◆ **Problem to work on**
Copy out the rows below word for word, leaving the pictures out.

◆ **Task data**
---
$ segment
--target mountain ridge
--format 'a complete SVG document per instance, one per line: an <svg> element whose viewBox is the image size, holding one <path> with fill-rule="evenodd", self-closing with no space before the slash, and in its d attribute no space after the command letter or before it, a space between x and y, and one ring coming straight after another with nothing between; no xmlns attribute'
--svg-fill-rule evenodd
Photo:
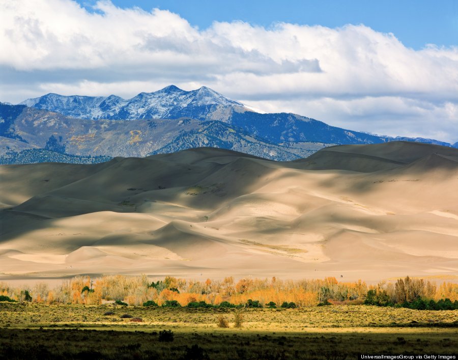
<svg viewBox="0 0 458 360"><path fill-rule="evenodd" d="M452 146L343 129L292 113L262 114L206 87L186 91L174 85L129 99L49 93L21 104L0 103L0 136L2 163L87 162L202 147L287 161L336 145L407 141Z"/></svg>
---
◆ **Response for this exercise**
$ segment
--target mountain ridge
--format 'a complete SVG document per instance, one per line: an <svg> element whose viewBox is the image size, holding one <path> with fill-rule="evenodd", self-closing with no space before the slash, and in its d attribute no space after the command letter or before it, a space between x and y, and one ring coming straight after another with nothing between; no xmlns attribute'
--svg-fill-rule evenodd
Photo:
<svg viewBox="0 0 458 360"><path fill-rule="evenodd" d="M452 146L343 129L292 113L262 114L206 87L186 91L174 85L129 99L49 93L21 104L0 103L0 136L2 163L87 162L202 147L287 161L336 145L407 141Z"/></svg>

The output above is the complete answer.